◆ Selected text ◆
## begin

What You Need To Know About Advertising on The MLS
April 26, 2010 by By Owner University
Filed under Marketing
It doesn’t take long after you hit the market as a for sale by owner home seller before agents start calling and mailing you. A few may have buyers interested in your home. Most of them are trying to list you full service, some are promoting MLS programs for people selling by owner.Here’s what you need to know about advertising a property on the MLS when you are for sale by owner:
First, keep in mind the MLS is the the agents’ playground. You will have to play by their rules. For example you aren’t going have very much control over the layout or the formatting of how your listing is presented. It will have to conform to whatever the local multiple listing rules are.
Keep in mind the purpose of the multiple listing. It’s a database of listings by agents for agents. The general public can go to a brokerage website and look at listings for homes, but only a small portion of the information on the MLS is shown on the brokerage websites, and each individual brokerage decides what is shown on their website. It’s designed to encourage buyers to call an agent to get more information.
Another misconception about the multiple listing service is that anybody can look at it, and that’s just not true. The multiple listing service is a password protected, private data base. There are portions of it that are visible to the public on various brokerage websites, but unless you are a licensed agent, you cannot see all of the details. Information on how to contact the seller is available to the agents once they are logged in, but the general public won’t see it. Remember when you put your home in the MLS with a by owner program, you are advertising to agents that are working with buyers. Buyers may find your home online through an MLS affiliated website, but they will need to go through an agent to get all the details. Unless you are an agent with a membership to the local MLS, your listing will not show you as the “listing agent.” It will be linked to the local agent that is a representative of the by owner MLS program you are using.

## end

◆ Short task ◆
Answer these questions using the text on advertising on the MLS, one answer per line and numbered to match.
1. What must the layout and formatting of a by-owner MLS listing conform to?
2. Who decides what MLS information is shown on a brokerage website?
3. Who can see information on how to contact the seller?

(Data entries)

## begin

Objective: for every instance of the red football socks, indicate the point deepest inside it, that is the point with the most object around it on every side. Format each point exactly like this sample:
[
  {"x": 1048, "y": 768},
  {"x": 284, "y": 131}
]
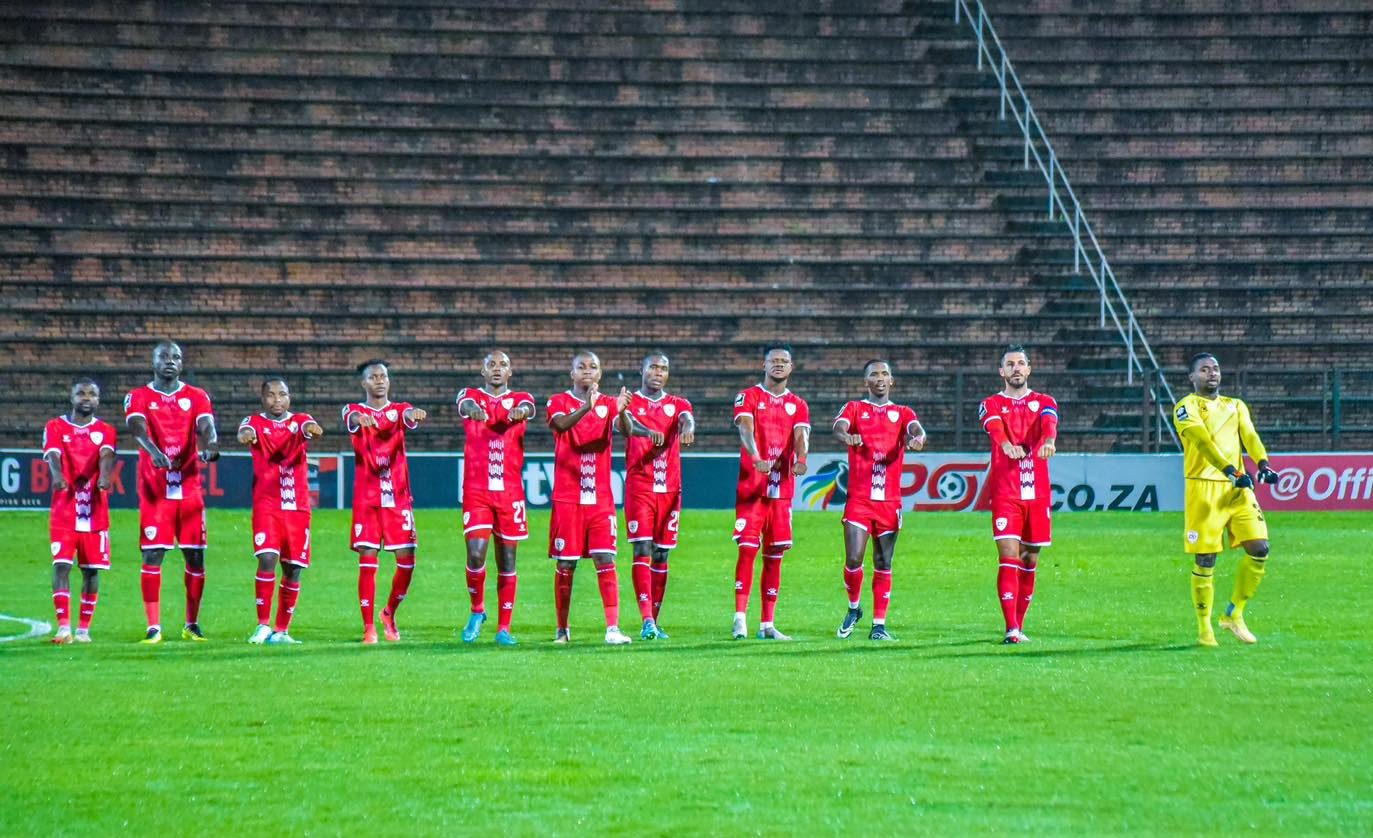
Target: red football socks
[
  {"x": 1008, "y": 591},
  {"x": 505, "y": 596},
  {"x": 286, "y": 605},
  {"x": 880, "y": 594},
  {"x": 643, "y": 588},
  {"x": 853, "y": 584},
  {"x": 608, "y": 583},
  {"x": 262, "y": 584},
  {"x": 367, "y": 594},
  {"x": 477, "y": 588},
  {"x": 772, "y": 583},
  {"x": 400, "y": 584},
  {"x": 658, "y": 585},
  {"x": 194, "y": 591},
  {"x": 744, "y": 577},
  {"x": 562, "y": 595},
  {"x": 151, "y": 584}
]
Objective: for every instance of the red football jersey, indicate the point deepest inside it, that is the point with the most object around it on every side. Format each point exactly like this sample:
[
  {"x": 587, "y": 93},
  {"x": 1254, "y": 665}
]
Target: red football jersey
[
  {"x": 493, "y": 451},
  {"x": 172, "y": 419},
  {"x": 581, "y": 454},
  {"x": 775, "y": 419},
  {"x": 381, "y": 476},
  {"x": 648, "y": 467},
  {"x": 1024, "y": 421},
  {"x": 280, "y": 462},
  {"x": 876, "y": 466},
  {"x": 81, "y": 507}
]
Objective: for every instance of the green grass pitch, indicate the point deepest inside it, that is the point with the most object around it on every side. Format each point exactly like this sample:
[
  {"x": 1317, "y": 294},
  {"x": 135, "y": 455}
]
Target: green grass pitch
[{"x": 1110, "y": 721}]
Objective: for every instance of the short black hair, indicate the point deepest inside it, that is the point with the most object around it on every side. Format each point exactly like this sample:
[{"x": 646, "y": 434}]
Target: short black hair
[
  {"x": 1196, "y": 360},
  {"x": 361, "y": 368}
]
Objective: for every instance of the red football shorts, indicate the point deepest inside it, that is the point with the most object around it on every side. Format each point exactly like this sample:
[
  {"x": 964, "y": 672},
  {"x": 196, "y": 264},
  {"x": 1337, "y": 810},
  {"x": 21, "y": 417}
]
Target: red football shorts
[
  {"x": 577, "y": 530},
  {"x": 764, "y": 521},
  {"x": 85, "y": 550},
  {"x": 1026, "y": 521},
  {"x": 500, "y": 514},
  {"x": 166, "y": 524},
  {"x": 383, "y": 528},
  {"x": 283, "y": 532},
  {"x": 654, "y": 517},
  {"x": 875, "y": 518}
]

## end

◆ Reply ◆
1. Whatever the local multiple listing rules are.
2. Each individual brokerage.
3. Agents, once they are logged in.